◆ Excerpt to read
Speech-to-text

I’m trying to build a speech to text model for transcribing medical prescriptions (symptoms, diagnosis, suggested drugs and tests) as narrated by a physician. Wondering how to start this off

Hi Amit
This is an area where I have no knowledge but here is my idea.
You need recording of a sentence containing the words.
Mary had a little lamb. Take the recording and produce a image of the sound wave over time.
So Mary had a little lamb would probably look like Mar ri h’ad a lit tel la mb. So 9 mini waves.
Then produce more waves Mary had a little lamb. So 5 waves.
Then we treat each wave image as an image and use a CNN to repesent it. So it is similar to finding multiple objects in a picture.

So Mary had a liitle lamb and Mary had a sheep dog should have common images for Mary had a .

So we are building sound objects to represent sequences of words.

Let me stress I no nothing about this subject but I think that would be the approach. I think that medical terminology might be less varied than ordinary speech.
Here is Mary had a liitle lamb sung by me.

Microsoft has a research team called the Garage and their speech to text is quite good but I suspect they might have a large database. One interesting idea might be music download because the words are recorded.

◆ Entries supplied
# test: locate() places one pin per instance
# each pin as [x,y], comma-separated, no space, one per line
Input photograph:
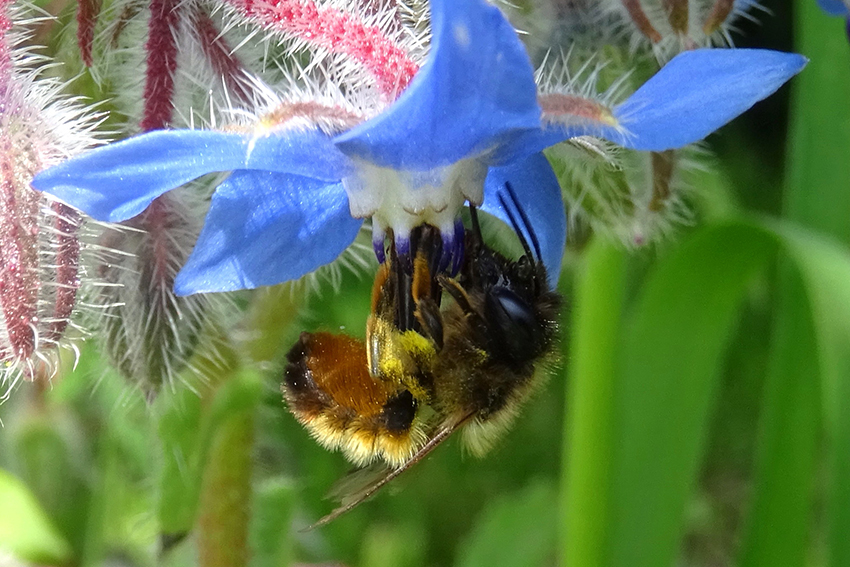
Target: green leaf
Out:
[25,530]
[672,349]
[668,362]
[824,270]
[518,530]
[819,130]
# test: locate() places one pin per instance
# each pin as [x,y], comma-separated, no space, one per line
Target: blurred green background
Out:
[698,418]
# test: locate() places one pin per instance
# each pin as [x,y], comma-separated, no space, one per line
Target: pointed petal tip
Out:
[699,91]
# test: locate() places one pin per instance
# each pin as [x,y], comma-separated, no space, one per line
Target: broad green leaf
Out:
[824,267]
[670,357]
[588,437]
[273,504]
[780,517]
[25,530]
[516,530]
[817,194]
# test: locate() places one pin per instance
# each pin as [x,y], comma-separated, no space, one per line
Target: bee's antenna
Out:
[515,226]
[525,221]
[476,227]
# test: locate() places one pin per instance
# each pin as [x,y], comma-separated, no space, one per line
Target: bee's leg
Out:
[457,292]
[429,317]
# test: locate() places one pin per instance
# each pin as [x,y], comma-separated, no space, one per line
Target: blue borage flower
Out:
[468,122]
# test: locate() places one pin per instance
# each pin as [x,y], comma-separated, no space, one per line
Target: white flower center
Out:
[403,199]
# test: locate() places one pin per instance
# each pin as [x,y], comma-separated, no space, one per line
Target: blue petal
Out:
[264,228]
[476,88]
[692,96]
[834,7]
[698,92]
[119,181]
[539,194]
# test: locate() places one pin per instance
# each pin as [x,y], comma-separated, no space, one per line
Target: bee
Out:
[365,399]
[471,362]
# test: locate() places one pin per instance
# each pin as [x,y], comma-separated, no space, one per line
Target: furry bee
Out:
[472,362]
[364,399]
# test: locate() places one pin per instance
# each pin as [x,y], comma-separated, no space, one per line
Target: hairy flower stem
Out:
[226,494]
[87,13]
[161,48]
[220,56]
[337,32]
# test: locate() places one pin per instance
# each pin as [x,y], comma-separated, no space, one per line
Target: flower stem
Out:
[226,494]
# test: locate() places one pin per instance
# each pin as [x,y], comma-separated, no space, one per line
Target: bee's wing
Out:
[362,484]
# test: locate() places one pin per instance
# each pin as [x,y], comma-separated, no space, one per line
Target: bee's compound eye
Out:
[399,411]
[513,323]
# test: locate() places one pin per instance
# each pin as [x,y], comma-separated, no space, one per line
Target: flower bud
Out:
[148,332]
[39,242]
[671,26]
[638,198]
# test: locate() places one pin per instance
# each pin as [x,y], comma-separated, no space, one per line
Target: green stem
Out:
[599,299]
[226,494]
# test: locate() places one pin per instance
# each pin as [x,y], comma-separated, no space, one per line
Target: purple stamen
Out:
[402,247]
[378,246]
[448,250]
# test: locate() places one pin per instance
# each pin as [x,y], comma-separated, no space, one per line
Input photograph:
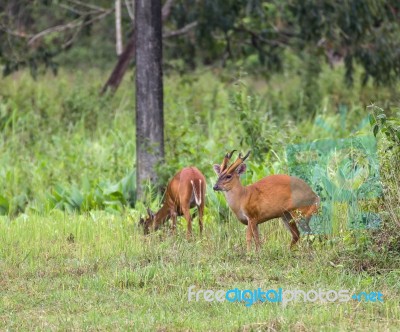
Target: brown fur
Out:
[180,197]
[274,196]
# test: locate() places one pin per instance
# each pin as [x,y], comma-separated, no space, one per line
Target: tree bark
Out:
[149,92]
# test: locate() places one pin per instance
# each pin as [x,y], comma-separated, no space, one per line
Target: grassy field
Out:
[72,256]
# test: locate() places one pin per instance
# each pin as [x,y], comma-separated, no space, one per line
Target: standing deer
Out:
[274,196]
[185,191]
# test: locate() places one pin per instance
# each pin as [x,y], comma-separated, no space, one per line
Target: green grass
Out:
[97,271]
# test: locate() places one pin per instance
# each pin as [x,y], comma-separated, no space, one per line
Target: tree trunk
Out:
[149,92]
[127,55]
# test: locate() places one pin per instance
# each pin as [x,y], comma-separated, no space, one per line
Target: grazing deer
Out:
[274,196]
[185,191]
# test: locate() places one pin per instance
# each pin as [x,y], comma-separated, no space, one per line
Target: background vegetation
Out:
[72,255]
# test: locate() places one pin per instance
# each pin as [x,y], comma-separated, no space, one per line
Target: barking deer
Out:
[185,191]
[274,196]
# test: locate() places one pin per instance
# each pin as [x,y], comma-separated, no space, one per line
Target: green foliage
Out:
[390,126]
[256,124]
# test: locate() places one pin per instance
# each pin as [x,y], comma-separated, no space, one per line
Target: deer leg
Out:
[248,237]
[255,234]
[291,226]
[186,214]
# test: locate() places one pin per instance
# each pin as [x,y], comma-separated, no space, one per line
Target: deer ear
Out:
[217,168]
[241,169]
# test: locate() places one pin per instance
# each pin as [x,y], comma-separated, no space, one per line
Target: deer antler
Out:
[237,162]
[225,162]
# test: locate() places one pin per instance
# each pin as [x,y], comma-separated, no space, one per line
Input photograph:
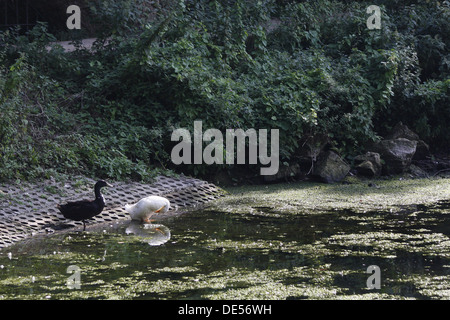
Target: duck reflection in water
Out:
[153,234]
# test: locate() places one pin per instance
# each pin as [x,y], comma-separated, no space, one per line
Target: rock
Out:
[285,173]
[422,150]
[397,154]
[417,171]
[402,131]
[368,164]
[330,167]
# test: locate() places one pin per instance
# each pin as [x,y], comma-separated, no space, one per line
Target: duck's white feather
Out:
[146,207]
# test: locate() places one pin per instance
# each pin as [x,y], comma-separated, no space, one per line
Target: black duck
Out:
[85,209]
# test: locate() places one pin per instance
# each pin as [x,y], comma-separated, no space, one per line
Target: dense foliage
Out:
[301,67]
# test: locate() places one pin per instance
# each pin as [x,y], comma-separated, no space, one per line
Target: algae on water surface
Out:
[289,241]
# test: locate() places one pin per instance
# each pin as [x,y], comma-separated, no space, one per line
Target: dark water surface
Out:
[261,254]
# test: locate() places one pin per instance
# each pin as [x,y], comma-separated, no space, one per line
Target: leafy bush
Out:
[300,67]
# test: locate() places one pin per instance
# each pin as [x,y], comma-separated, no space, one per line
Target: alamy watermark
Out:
[374,281]
[74,281]
[374,21]
[214,151]
[74,20]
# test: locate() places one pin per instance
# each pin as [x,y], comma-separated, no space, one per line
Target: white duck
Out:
[147,207]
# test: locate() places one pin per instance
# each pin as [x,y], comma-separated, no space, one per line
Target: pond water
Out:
[262,254]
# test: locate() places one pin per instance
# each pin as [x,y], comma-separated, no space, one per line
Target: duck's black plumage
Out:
[85,209]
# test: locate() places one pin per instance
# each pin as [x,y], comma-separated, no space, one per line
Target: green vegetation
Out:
[301,67]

◆ Using the information
1. List the kinds of information in a medical prescription that the speech-to-text discussion at the top of the page says the model should transcribe.
2. Pick up the speech-to-text discussion at the top of the page after its final sentence and write what comes next.

◆ Answers in order
1. symptoms, diagnosis, suggested drugs, tests

2.
Regards Conwyn

That sounds cool but I suspect different words can have the same pictorial representation or waveform would be similar for two different words (as it only measures intensity over time).

Hi Amit
I wonder if there is merit in using a fourier transform which would give a frequence image. I think as with any speech homophones are a problem. The red books which have been read were simply placed in a box labelled red read. Hence recording the sentence as a whole (commonly uttered) would hopefully cover the ambiguity.
Regards Conwyn

Have a look at the Deep Learning with Audio thread. Deep Learning with Audio Thread
There’s plenty there and the contained links that are good beginner reading for audio tasks.